═════ DATA FOR THIS EXERCISE ═════
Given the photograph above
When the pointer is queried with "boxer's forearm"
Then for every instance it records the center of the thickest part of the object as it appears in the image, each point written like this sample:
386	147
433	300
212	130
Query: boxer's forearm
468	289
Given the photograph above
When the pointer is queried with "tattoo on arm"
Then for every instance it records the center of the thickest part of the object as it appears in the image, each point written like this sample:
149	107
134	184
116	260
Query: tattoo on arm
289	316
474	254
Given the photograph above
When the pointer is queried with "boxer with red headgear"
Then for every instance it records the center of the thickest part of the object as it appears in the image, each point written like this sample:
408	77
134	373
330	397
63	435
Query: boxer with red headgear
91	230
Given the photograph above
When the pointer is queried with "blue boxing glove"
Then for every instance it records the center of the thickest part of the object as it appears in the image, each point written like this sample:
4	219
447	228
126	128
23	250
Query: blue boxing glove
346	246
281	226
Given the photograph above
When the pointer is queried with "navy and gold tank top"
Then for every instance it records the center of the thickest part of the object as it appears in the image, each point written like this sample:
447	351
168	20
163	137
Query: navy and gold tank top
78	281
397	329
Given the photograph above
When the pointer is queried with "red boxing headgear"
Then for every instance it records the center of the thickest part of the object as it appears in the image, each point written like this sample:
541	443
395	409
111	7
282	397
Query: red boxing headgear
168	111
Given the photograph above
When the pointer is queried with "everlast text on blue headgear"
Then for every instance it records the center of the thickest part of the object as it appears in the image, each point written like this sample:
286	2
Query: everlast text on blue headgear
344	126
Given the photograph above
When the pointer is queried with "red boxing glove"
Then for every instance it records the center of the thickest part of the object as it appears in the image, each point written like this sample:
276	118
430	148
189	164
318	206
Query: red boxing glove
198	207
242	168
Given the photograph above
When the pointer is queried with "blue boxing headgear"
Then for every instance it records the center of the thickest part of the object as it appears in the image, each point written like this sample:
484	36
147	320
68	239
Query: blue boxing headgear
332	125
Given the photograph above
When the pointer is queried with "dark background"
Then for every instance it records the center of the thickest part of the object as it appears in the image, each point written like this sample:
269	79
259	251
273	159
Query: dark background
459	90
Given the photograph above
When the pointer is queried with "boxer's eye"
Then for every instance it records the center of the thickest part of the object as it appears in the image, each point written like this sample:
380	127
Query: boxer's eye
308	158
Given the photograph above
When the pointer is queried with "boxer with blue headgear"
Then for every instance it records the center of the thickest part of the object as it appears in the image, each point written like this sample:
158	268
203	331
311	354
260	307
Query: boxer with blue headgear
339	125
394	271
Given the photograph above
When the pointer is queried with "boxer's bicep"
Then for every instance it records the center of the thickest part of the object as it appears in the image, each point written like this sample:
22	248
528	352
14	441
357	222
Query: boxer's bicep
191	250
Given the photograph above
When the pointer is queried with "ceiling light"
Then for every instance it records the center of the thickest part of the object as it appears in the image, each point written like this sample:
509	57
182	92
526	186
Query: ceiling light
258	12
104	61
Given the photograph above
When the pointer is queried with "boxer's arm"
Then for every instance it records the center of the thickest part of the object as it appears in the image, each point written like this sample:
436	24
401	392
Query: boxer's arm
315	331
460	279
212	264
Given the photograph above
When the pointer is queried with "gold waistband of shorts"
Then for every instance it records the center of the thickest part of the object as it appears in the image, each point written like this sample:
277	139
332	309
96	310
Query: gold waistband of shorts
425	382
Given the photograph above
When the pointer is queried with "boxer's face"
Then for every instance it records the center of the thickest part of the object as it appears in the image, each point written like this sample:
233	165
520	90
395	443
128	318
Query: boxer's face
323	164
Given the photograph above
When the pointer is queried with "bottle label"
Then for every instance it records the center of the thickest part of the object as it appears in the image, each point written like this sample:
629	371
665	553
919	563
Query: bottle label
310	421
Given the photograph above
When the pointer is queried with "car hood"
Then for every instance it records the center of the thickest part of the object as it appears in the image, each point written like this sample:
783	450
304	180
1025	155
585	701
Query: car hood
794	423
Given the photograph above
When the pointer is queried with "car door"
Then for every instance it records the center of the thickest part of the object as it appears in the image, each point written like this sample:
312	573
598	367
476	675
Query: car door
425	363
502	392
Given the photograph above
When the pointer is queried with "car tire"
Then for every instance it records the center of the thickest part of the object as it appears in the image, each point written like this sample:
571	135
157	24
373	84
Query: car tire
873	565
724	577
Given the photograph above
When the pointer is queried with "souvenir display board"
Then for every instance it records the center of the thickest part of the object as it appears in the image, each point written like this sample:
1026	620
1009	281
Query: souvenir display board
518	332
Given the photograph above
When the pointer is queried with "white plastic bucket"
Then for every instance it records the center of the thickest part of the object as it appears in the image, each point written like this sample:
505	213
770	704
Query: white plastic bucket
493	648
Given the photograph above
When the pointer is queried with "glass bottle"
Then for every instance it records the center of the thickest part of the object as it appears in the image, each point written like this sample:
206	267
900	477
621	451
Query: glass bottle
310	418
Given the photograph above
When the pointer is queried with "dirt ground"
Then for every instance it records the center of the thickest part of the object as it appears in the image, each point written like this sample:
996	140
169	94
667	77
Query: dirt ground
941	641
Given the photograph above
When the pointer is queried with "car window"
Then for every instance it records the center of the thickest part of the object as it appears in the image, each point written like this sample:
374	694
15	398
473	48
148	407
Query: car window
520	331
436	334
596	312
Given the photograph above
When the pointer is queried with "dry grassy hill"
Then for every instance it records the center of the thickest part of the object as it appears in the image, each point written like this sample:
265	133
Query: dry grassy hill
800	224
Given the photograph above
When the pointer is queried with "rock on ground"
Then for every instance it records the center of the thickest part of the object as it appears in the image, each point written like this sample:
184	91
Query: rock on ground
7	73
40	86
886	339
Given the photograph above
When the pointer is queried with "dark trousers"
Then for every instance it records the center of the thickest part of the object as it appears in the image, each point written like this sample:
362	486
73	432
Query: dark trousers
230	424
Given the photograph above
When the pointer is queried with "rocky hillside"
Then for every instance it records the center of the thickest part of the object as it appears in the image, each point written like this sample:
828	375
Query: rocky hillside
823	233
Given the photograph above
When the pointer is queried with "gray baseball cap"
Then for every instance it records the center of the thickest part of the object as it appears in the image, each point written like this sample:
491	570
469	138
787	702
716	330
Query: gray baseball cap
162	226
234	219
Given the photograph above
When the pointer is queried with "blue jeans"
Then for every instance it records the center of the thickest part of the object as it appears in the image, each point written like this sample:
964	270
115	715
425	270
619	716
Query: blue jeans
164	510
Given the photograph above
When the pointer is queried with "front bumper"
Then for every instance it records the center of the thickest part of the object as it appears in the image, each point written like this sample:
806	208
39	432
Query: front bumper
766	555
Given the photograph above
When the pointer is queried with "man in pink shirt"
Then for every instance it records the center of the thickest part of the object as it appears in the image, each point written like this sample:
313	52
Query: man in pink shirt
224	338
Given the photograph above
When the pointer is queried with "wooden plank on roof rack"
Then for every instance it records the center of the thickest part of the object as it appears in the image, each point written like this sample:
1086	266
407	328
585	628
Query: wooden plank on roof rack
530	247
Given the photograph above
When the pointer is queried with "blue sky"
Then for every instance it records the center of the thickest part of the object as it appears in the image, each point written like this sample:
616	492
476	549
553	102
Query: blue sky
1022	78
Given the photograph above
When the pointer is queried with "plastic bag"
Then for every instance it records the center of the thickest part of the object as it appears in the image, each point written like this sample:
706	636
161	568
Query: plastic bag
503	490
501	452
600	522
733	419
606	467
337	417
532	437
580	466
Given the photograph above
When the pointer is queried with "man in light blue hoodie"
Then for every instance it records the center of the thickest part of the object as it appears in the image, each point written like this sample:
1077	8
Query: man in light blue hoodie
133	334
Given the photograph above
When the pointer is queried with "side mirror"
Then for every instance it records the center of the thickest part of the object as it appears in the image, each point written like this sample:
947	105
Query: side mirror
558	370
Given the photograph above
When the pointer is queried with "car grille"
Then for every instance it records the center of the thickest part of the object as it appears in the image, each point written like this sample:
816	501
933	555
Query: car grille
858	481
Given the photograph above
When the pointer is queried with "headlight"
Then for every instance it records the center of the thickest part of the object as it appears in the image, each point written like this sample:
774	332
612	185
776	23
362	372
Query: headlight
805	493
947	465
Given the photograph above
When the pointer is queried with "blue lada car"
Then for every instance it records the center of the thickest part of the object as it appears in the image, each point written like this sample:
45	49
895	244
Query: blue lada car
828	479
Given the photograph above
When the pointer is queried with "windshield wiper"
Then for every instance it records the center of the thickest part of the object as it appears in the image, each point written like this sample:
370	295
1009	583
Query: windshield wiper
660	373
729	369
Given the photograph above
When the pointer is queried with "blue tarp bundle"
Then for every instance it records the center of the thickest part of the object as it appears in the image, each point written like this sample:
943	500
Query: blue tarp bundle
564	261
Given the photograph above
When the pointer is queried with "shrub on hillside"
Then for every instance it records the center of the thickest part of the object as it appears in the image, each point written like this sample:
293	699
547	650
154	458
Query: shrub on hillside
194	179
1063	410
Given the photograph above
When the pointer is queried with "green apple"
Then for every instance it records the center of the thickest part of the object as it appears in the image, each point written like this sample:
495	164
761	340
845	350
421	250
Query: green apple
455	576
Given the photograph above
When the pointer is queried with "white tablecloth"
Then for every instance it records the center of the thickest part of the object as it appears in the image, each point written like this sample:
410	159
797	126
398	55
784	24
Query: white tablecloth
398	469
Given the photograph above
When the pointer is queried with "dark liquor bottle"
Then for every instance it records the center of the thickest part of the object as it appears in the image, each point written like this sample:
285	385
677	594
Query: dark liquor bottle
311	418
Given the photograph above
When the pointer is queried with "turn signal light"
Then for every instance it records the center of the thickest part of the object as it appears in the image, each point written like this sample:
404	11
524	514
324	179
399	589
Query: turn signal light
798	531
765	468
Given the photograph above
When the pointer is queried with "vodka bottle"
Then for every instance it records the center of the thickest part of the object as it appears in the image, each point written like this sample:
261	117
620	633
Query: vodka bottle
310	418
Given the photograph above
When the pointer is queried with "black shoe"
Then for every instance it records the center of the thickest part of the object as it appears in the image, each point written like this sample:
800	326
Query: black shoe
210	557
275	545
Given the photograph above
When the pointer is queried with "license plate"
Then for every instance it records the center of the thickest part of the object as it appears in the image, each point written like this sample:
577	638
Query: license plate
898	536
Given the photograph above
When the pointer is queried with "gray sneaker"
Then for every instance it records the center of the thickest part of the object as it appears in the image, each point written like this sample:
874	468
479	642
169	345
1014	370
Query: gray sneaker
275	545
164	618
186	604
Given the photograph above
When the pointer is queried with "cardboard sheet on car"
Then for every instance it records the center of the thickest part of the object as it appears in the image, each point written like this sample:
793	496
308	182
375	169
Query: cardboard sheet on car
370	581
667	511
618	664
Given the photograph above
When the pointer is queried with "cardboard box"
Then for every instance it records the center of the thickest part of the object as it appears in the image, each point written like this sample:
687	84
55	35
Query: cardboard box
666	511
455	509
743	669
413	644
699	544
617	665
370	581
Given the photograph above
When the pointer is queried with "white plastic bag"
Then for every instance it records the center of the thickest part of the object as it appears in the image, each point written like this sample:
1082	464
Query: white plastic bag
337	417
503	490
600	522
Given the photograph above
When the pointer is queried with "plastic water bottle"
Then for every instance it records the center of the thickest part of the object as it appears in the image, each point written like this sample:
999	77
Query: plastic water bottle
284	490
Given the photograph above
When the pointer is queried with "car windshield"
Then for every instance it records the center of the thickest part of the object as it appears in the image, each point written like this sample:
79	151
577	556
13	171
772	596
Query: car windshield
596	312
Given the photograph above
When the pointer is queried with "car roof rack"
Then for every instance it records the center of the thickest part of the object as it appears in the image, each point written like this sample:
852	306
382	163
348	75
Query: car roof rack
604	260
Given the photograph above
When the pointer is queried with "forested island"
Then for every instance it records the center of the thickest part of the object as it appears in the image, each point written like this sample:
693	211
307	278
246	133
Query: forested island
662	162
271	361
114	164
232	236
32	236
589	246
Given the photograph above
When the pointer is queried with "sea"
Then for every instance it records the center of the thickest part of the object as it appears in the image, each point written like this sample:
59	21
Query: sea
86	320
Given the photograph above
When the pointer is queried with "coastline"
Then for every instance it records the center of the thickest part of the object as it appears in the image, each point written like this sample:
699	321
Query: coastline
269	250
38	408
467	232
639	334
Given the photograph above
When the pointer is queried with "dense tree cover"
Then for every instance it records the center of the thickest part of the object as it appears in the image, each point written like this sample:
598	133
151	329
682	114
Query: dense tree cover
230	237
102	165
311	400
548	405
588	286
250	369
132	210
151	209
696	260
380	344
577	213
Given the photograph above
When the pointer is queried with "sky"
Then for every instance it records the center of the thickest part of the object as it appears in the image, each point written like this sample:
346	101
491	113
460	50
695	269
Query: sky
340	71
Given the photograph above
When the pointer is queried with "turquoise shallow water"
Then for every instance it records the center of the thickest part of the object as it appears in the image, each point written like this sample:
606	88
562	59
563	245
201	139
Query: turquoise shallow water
═════
Lines holding the string "turquoise" must be copied out of the entries above.

When the pointer is queried with "turquoise shallow water"
Query: turquoise shallow water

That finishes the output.